* _PROMPT_
Extract every line of the material below verbatim, leaving out the pictures.

* _AVAILABLE RECORDS_

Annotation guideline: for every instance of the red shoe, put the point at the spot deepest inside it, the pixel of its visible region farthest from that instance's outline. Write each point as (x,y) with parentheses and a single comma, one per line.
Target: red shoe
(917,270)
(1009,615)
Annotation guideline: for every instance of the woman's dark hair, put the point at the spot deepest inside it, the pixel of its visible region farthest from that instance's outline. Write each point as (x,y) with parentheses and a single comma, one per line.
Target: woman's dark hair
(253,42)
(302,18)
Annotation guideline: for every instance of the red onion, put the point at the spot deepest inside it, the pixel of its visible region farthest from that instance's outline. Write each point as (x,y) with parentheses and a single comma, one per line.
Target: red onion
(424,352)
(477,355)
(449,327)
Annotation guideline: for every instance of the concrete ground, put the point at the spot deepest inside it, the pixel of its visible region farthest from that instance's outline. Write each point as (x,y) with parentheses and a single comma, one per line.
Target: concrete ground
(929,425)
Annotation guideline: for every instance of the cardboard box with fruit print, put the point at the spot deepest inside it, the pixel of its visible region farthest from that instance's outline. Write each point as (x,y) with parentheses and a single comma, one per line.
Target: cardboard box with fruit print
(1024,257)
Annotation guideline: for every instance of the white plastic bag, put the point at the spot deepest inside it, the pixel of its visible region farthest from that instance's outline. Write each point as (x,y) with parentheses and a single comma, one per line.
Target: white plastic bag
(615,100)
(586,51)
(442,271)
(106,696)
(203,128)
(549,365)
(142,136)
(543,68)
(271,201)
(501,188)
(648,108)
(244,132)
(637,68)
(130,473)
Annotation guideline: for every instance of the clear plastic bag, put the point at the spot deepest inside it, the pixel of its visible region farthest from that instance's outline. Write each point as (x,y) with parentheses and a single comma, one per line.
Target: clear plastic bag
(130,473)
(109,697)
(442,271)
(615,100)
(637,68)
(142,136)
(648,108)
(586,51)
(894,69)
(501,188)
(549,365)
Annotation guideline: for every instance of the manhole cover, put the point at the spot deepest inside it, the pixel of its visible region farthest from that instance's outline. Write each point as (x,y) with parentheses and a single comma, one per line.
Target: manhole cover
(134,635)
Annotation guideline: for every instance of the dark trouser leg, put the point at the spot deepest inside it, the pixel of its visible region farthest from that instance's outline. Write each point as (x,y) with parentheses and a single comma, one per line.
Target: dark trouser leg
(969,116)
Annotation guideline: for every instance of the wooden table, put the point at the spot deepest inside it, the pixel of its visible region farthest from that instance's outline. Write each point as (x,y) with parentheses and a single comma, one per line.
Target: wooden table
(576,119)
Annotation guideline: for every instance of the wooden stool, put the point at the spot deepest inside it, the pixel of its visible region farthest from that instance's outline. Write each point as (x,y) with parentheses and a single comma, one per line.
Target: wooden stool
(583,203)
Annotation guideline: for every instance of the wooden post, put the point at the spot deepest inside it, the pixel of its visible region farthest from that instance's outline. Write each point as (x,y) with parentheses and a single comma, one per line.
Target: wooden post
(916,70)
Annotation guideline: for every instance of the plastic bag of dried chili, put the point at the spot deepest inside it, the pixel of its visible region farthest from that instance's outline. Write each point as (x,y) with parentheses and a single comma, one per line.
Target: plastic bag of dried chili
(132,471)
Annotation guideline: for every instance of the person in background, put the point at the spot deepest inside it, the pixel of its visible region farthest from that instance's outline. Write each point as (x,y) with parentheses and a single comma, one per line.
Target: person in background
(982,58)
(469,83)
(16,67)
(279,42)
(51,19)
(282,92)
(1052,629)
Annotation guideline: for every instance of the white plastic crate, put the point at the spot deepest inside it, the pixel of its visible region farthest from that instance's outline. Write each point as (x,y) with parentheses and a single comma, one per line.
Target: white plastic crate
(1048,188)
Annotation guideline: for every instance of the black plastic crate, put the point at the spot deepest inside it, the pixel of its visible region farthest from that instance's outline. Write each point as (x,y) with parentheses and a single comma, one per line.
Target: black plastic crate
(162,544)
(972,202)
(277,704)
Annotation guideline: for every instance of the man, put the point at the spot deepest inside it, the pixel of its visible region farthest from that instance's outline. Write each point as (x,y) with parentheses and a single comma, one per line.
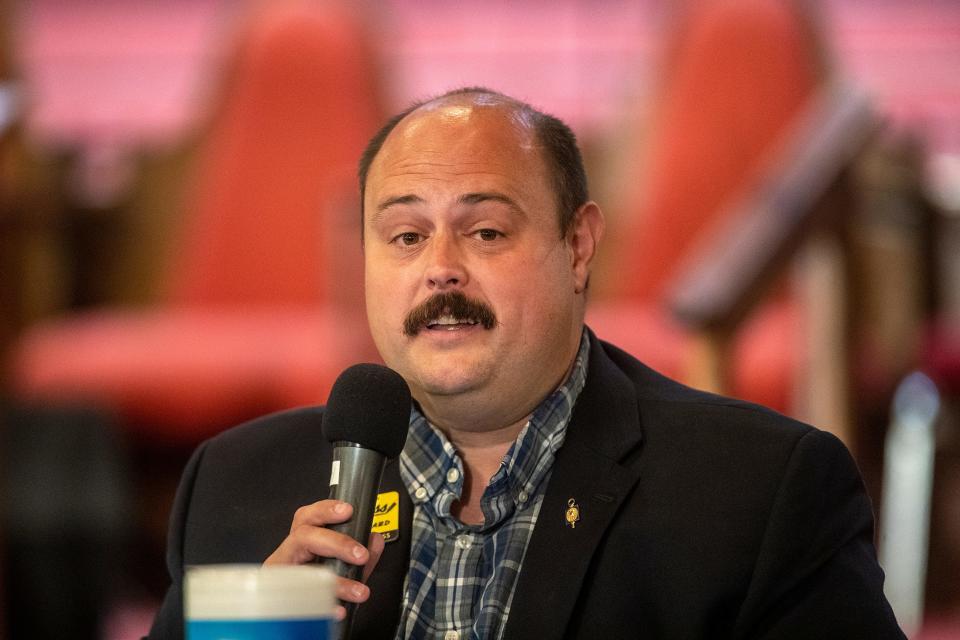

* _FINAL ANSWER_
Annotation guideline: for every instance of the red shoe, put the point at the spot deepest inside it, the pixel of its visible region farthest from that instance's outline. Write each point as (x,y) with parentheses and a single comma, one per line.
Target: red shoe
(917,270)
(1009,615)
Annotation guideline: for every instance of the woman's dark hair, put the point at the spot deepest inside it, the pixel of its visible region farthest from that instance's outline. Write each point as (x,y) with parentheses and a single comma, one per line.
Target: woman's dark hair
(253,42)
(302,18)
Annotation guideline: for every instance of the red onion, put the point at the spot deepest inside it, the pixel of its visible region farthest from that instance's outline. Write each point as (x,y) with parentheses and a single comma, one per line.
Target: red onion
(424,352)
(477,355)
(449,327)
Annotation guideline: for every instance of the concrete ground, put the point at the spot deepest inside it, the pixel of its visible region farthest from that instance's outline. Write each point as (x,y) with parentheses and a single comma, one per line.
Target: concrete ground
(929,425)
Annotation guideline: for every instance of the cardboard box with fruit print, put the point at the spot deepest inside it, the pixel of its visible region farthest from that instance's outline. Write each point as (x,y) with parentheses and a single comma, one per line.
Target: cardboard box with fruit print
(1024,257)
Annotation guideline: for every instance of the white plastic bag, put the point at the spot deepest inside it, the pixel of its visible region farthest from that instance's outline. Write each point as (x,y) with parentheses and a single comma, one per line.
Target: white plastic bag
(615,100)
(586,51)
(442,271)
(106,696)
(203,128)
(549,365)
(142,136)
(543,68)
(271,201)
(501,188)
(648,108)
(244,132)
(637,68)
(130,473)
Annotation guideline: for every instance of the clear plastic bag, put the point at the spot deepest inside it, the pixel of its visible region farthest from that instance's outline. Write each point as (x,y) with parentheses and a single comma, one per line.
Target: clear plastic bag
(130,473)
(109,697)
(442,271)
(615,100)
(637,68)
(142,136)
(648,108)
(586,51)
(894,69)
(501,188)
(549,365)
Annotation guideline: for every instance of the manhole cover, put the point at the spot deepest inside it, the pixel of its visible region farthest from that instance's outline. Write each point as (x,y) with parentheses and a single comma, one per line.
Target: manhole cover
(134,635)
Annotation guideline: for every instance of the dark trouser leg, put the point at the spot deepest inside it, the pixel of its visible region farthest from that instance's outline. Write each point as (x,y) with parentheses and a single comma, one per line.
Target: dark trouser leg
(969,116)
Annotation guideline: for every instance of the wooden table, put the point at the spot deepest inside it, the pixel of its visible region farthest from that instance's outline. Write each point as (x,y) with parentheses and a single comma, one per line.
Target: wooden table
(576,119)
Annotation guideline: for every instance of the wooden stool, put the point at the spot deepest inside it, the pixel of its visible region farthest from that instance's outline. Write each point as (x,y) with parentheses and a single comma, one per line.
Target: wooden stool
(583,203)
Annotation guideline: for every instance of the wooden post, put the point at the spot deepest inside it, the pixel of its visible region farthest from that instance's outline. Write each point as (x,y) with parentheses and a single comma, one per line.
Target: wooden post
(916,70)
Annotation guideline: for every instance of the plastic bag of dried chili, put the point at the spot deepest inside it, the pixel of its visible region farthest from that instance's outline. Write each point as (x,y) with parentheses and a single comma, one per line.
Target: plastic bag of dried chili
(132,471)
Annotation guideline: for every instance of the person in background, put the point at the spot deepest inside it, the pixel of its visible region farthest from that instance's outline. Write each point as (x,y) with parentheses and a single comma, one per line.
Target: person in background
(982,58)
(469,83)
(16,67)
(279,42)
(51,19)
(282,92)
(1052,629)
Annotation guideline: for every instance of the white plastic crate, put the point at the spot deepest inside it, the pixel of its visible region farthest from that instance's outline. Write each point as (x,y) with parentheses and a single comma, one per line.
Target: white plastic crate
(1048,188)
Annotation guideline: for every instance of the black plastic crate, put the point at the spot deepest inside it, the pixel of its visible region farthest from that instance's outline. Write each point as (x,y) with parentheses and a single comma, one per line.
Target: black plastic crate
(162,544)
(972,202)
(277,704)
Annotation guideline: for every instance of the man, put the point at the spot deepest inside it, the pixel of its visible region farthest from that instance's outline. Write each point as (x,y) with parentheses and a single comma, one per line.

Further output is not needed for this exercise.